Start Data supplied
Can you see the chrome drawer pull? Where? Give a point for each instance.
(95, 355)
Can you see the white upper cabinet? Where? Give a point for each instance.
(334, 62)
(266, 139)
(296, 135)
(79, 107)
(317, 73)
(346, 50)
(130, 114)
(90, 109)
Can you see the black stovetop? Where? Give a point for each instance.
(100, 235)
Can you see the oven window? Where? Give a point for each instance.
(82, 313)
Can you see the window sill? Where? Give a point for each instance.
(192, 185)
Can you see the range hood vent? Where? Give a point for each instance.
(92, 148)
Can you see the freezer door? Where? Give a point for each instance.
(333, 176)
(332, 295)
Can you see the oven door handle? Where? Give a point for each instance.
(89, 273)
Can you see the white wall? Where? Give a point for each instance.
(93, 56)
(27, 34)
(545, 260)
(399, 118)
End Data supplied
Start Data supplied
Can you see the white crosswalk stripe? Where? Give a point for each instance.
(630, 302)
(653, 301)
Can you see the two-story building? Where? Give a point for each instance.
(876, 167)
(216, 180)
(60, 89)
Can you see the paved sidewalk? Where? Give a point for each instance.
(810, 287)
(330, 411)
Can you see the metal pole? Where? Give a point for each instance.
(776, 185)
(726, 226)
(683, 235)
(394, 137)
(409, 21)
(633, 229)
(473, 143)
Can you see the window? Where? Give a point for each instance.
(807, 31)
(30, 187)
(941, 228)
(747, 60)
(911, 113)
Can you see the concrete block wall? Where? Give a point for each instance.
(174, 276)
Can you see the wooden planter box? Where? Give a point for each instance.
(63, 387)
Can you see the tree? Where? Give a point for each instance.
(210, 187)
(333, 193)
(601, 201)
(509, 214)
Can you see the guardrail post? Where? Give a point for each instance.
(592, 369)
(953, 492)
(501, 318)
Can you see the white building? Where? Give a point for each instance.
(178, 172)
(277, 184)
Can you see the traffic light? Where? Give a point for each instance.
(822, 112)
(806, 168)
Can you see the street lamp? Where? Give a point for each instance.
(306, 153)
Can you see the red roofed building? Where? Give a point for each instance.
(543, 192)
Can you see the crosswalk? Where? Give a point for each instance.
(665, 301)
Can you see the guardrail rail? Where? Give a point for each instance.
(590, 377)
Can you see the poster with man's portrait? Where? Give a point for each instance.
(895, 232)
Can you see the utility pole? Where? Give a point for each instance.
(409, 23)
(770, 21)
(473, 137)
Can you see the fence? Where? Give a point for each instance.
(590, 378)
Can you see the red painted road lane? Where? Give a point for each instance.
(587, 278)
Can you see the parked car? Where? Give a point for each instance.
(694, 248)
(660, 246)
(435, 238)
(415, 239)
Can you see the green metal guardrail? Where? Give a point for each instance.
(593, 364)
End Data supplied
Start Data supplied
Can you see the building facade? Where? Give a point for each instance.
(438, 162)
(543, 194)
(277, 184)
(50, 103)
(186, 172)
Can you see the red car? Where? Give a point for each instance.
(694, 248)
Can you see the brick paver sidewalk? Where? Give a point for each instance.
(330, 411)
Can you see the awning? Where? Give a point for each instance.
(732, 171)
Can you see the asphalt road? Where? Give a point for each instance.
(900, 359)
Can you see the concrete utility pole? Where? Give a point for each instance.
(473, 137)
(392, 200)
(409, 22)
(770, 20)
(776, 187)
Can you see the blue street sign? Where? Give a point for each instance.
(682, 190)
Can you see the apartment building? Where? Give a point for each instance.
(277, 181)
End Data supplied
→ **Problem description**:
Report every line of the items that contains the word "wall", with case counting.

→ **Result of this task**:
Can you see the white wall? Where? Give a point for each instance.
Can you see the concrete block wall? Where? Give a point for each instance.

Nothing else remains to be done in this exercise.